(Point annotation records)
########
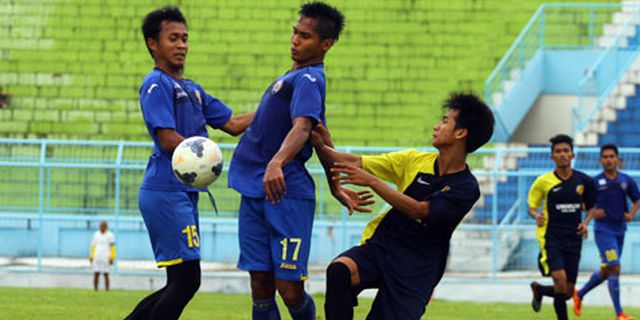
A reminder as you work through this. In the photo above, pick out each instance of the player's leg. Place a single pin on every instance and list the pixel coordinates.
(255, 257)
(106, 281)
(291, 222)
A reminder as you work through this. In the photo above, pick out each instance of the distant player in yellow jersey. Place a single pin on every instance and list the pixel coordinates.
(404, 251)
(562, 194)
(102, 254)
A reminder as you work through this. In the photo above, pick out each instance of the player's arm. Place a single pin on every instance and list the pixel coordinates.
(238, 124)
(169, 139)
(351, 174)
(274, 184)
(349, 198)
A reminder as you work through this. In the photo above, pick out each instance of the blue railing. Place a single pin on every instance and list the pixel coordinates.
(552, 26)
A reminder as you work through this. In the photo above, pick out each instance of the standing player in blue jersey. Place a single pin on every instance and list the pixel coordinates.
(562, 194)
(612, 214)
(174, 108)
(267, 168)
(404, 251)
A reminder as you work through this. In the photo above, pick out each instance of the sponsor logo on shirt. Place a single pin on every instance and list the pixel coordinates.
(276, 87)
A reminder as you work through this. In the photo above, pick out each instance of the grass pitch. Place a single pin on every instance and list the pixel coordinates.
(30, 303)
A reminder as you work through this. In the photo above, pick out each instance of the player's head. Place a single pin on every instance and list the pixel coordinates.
(609, 157)
(315, 32)
(467, 122)
(562, 150)
(165, 34)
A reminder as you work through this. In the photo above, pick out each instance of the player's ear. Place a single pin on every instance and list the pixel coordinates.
(327, 44)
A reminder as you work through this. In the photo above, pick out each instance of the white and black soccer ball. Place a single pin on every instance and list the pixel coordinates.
(197, 162)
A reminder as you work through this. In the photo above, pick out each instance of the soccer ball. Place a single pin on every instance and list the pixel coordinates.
(197, 162)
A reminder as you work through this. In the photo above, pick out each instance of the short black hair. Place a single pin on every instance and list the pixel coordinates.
(152, 23)
(473, 115)
(330, 20)
(609, 146)
(561, 138)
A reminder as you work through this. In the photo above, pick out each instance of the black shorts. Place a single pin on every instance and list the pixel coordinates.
(554, 258)
(405, 280)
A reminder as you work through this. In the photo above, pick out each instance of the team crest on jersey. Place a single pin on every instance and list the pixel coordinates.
(276, 87)
(198, 96)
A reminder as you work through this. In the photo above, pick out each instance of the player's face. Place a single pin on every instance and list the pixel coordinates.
(609, 160)
(306, 46)
(562, 155)
(170, 50)
(445, 132)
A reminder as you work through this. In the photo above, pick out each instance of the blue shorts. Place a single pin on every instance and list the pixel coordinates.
(276, 237)
(172, 221)
(610, 247)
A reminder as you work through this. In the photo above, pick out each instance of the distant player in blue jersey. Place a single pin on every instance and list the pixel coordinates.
(562, 194)
(174, 108)
(404, 251)
(267, 168)
(612, 214)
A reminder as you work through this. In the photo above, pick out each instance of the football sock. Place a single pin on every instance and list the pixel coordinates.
(265, 309)
(305, 310)
(593, 282)
(560, 305)
(614, 291)
(183, 280)
(547, 291)
(338, 299)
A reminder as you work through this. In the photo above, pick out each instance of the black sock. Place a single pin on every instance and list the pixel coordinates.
(183, 280)
(547, 291)
(144, 307)
(560, 305)
(338, 303)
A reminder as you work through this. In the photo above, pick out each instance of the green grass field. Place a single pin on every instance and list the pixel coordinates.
(29, 303)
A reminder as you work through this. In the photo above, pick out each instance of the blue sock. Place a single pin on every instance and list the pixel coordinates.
(593, 282)
(305, 310)
(265, 309)
(614, 291)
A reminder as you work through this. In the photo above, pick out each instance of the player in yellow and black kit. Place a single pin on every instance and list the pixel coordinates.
(564, 194)
(404, 251)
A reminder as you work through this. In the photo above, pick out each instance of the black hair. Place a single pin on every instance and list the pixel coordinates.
(330, 20)
(609, 146)
(561, 138)
(473, 115)
(152, 23)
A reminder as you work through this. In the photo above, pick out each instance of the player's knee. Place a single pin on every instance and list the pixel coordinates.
(338, 276)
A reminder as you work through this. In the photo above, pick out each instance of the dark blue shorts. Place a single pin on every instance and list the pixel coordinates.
(610, 247)
(172, 221)
(405, 280)
(276, 237)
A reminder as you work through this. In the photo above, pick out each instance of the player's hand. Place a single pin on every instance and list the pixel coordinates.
(354, 200)
(539, 219)
(583, 231)
(273, 182)
(350, 174)
(599, 214)
(628, 217)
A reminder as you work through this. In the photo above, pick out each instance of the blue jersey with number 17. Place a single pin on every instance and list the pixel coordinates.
(612, 197)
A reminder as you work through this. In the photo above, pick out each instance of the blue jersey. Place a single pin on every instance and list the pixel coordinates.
(299, 93)
(182, 105)
(612, 197)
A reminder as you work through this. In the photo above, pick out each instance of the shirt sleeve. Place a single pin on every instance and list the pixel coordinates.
(589, 195)
(632, 190)
(216, 113)
(388, 166)
(156, 100)
(307, 98)
(535, 194)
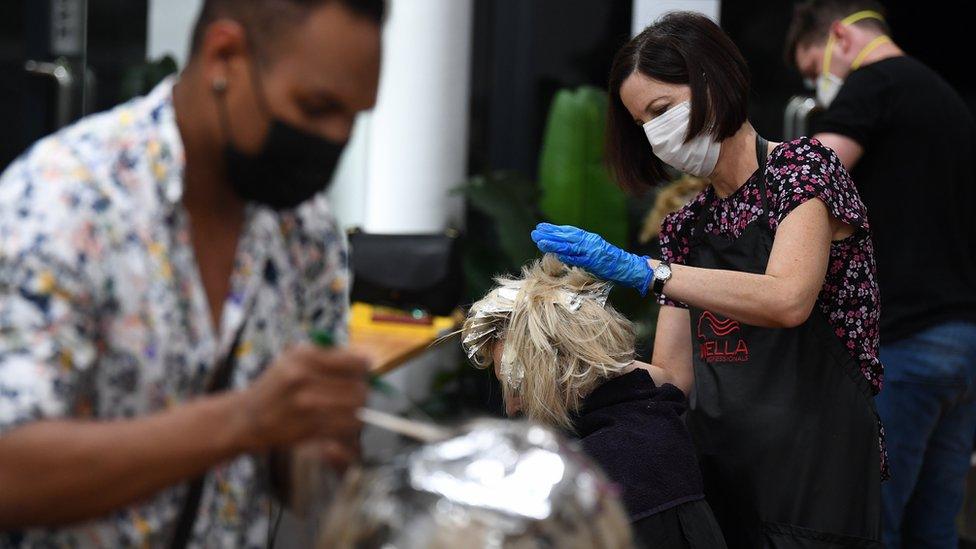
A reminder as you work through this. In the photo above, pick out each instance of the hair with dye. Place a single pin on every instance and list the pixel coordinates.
(563, 353)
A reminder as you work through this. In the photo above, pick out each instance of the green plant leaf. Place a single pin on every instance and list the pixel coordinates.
(576, 187)
(509, 200)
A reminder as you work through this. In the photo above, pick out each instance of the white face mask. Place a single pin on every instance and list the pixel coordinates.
(667, 132)
(828, 85)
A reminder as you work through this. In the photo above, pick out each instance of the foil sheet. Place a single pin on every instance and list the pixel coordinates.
(492, 314)
(497, 484)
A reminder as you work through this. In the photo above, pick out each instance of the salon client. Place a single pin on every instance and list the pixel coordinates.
(146, 249)
(770, 307)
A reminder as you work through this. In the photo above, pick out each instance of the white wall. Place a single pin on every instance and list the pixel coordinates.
########
§ Task details: Express every line of the rows above as a JSON list of strings, one string per line, with blank lines dropped. Leave the pictures out.

§ Output for this exercise:
[
  "A reminder as you work through this. In the photo above, pick out each instance of the player's leg. Place a single pin on every instance and list the pixel coordinates.",
  "(255, 257)",
  "(106, 281)",
  "(291, 222)",
  "A reminder as you work through this. In the photo above, pick out each instance of the distant player in yellow jersey. Place a single pin on every instance and list the pixel coordinates.",
  "(404, 251)",
  "(562, 194)",
  "(102, 254)",
  "A reminder as you work through this. In the photo above, pick out each instance of the player's arm. Place a single pin on every instance and list the pixel coordinates.",
  "(238, 124)",
  "(169, 139)",
  "(351, 174)",
  "(274, 184)",
  "(349, 198)",
  "A reminder as you work through this. In the photo above, pick out each instance of the blue railing. Place a single pin on every instance and list the pixel coordinates.",
  "(552, 26)",
  "A reminder as you work through this. In the photo above, pick out each instance of the standing player in blue jersey. Place a single pin on every instance and list the pixel coordinates.",
  "(562, 194)",
  "(612, 214)",
  "(174, 108)",
  "(267, 168)",
  "(404, 251)",
  "A reminder as you work through this. In the photo above, pick out each instance of the sponsor logo on shirt. Place a single pin on every instance and list the pixel coordinates.",
  "(276, 87)",
  "A reminder as you work through this. In the photo above, pick out each instance of the grass pitch. Place a single pin on every instance and list the pixel coordinates.",
  "(30, 303)",
  "A reminder as you work through this. In the photo above, pick out each instance of the player's head. Place a single pin on every instance and list the pixel coordinates.",
  "(609, 157)",
  "(315, 32)",
  "(467, 122)",
  "(562, 150)",
  "(165, 34)",
  "A reminder as you work through this. In the photo above, pick out each instance of the player's ear. Place a single pin on every instance and list the pixel coordinates.",
  "(327, 44)",
  "A reminder as you work through this. In the photo above, pick out each instance of the white and black soccer ball. Place a single pin on every instance and list the pixel coordinates.",
  "(197, 162)",
  "A reminder as you work through this. In the photo above, pick out each instance of the soccer ball. Place a single pin on every instance and list the pixel coordinates.",
  "(197, 162)",
  "A reminder as you work through this. In the photo above, pick out each instance of the short black hair. Place a single pin on every instance and list the pixel coordinates.",
  "(152, 23)",
  "(473, 115)",
  "(330, 20)",
  "(609, 146)",
  "(561, 138)",
  "A reminder as you work through this. In the photo above, pick out each instance of the black shorts. Place a single pin on every instance and list the pixel coordinates.",
  "(554, 258)",
  "(405, 280)",
  "A reminder as you work through this. In the photo above, pick out each instance of the team crest on jersey. Place a single pin on every instance and list the pixel coordinates.",
  "(276, 87)",
  "(198, 96)",
  "A reminder as you work through this. In the photo above, pick out each instance of the player's face. Place a single pin on every instance and list the pixel coordinates.",
  "(609, 160)",
  "(306, 46)",
  "(562, 155)",
  "(170, 50)",
  "(445, 132)",
  "A reminder as you work through this. In the photo above, pick out each instance of the blue shorts. Place a single pin on every instance and list the pixel coordinates.",
  "(276, 237)",
  "(172, 221)",
  "(610, 247)",
  "A reminder as you work through this. In the photo above, pick out each instance of the distant player in blue jersey. Place a single pin on every instance and list the pixel coordinates.",
  "(562, 194)",
  "(174, 108)",
  "(404, 251)",
  "(267, 168)",
  "(612, 214)",
  "A reminder as you work through this. In the photo above, pick out each instance of the football sock. Place a single pin on every instance and list the pixel coordinates.",
  "(265, 309)",
  "(305, 310)",
  "(593, 282)",
  "(560, 305)",
  "(614, 291)",
  "(183, 280)",
  "(547, 291)",
  "(338, 299)",
  "A reminder as you work through this. In the photo above, pick out each instance of the black sock. Place a single pin on every instance and list the pixel coordinates.",
  "(183, 280)",
  "(547, 291)",
  "(144, 307)",
  "(560, 305)",
  "(338, 303)",
  "A reminder as you work through this. In the photo above, pick out each instance of the green grass field. Place a single pin on every instance and list the pixel coordinates.",
  "(29, 303)",
  "A reminder as you work through this. In the photo above, pick out each instance of the blue sock. Place a single pin on every instance and list the pixel coordinates.",
  "(593, 282)",
  "(305, 310)",
  "(265, 309)",
  "(614, 291)",
  "A reminder as you work through this. In the photo above, pick out each instance of the player in yellow and black kit. Place a single pin on every instance and list the pixel coordinates.",
  "(564, 194)",
  "(404, 251)",
  "A reminder as you work through this. In the photo above, pick out each instance of the black hair. Place a single pin on every instance and list the pixel coordinates.",
  "(330, 20)",
  "(609, 146)",
  "(561, 138)",
  "(473, 115)",
  "(152, 23)",
  "A reminder as you work through this. In the photo above, pick out each instance of the player's knee. Place a single pin on every instance and list the pixel coordinates.",
  "(338, 276)",
  "A reminder as you work through this. In the photo above, pick out each instance of the dark blue shorts. Place a single pin on every instance and list the pixel coordinates.",
  "(610, 247)",
  "(172, 221)",
  "(405, 280)",
  "(276, 237)",
  "A reminder as you work through this. In the photo above, pick out each instance of the player's hand. Place a single pin on every instance and list the pixel coordinates.",
  "(354, 200)",
  "(539, 219)",
  "(583, 231)",
  "(273, 182)",
  "(350, 174)",
  "(599, 214)",
  "(628, 217)",
  "A reminder as you work through this. In the photo above, pick out each instance of the blue jersey with number 17. Place a single pin on every instance and list the pixel coordinates.",
  "(612, 197)",
  "A reminder as you work through this. In the photo above, pick out each instance of the blue jersey. Place a single pin on every instance and list the pixel coordinates.",
  "(299, 93)",
  "(182, 105)",
  "(612, 197)",
  "A reminder as you work through this. In the photo above, pick out each instance of the shirt sleeve. Place a single pin on every instance and list the pixel coordinates.",
  "(589, 195)",
  "(632, 190)",
  "(216, 113)",
  "(388, 166)",
  "(156, 100)",
  "(307, 98)",
  "(535, 194)",
  "A reminder as you work through this. In the photo above, pick out each instance of the hair with dye. Place a single pin on every instance and list the pixel coordinates.",
  "(563, 353)",
  "A reminder as you work through this. In the photo above, pick out each instance of the green plant leaf. Place a single pin on every instance and list the pixel coordinates.",
  "(576, 187)",
  "(509, 200)",
  "A reminder as you work through this. In the photo above, pick out each instance of the white face mask. Place a single pin on every instance and list the pixel coordinates.",
  "(667, 132)",
  "(828, 85)",
  "A reminder as you work through this. In the photo above, pick out each instance of the foil sheet. Place a single pin on every instance and list the pixel coordinates.",
  "(492, 314)",
  "(497, 484)",
  "A reminder as you work through this. In the photo above, pick out each instance of the salon client. Place a single pin on every instance and list the pixel coordinates.",
  "(146, 249)",
  "(770, 307)",
  "A reminder as you work through this. In the photo above, pick out each instance of the white wall. Place a single pin on every instance and list the pixel coordinates."
]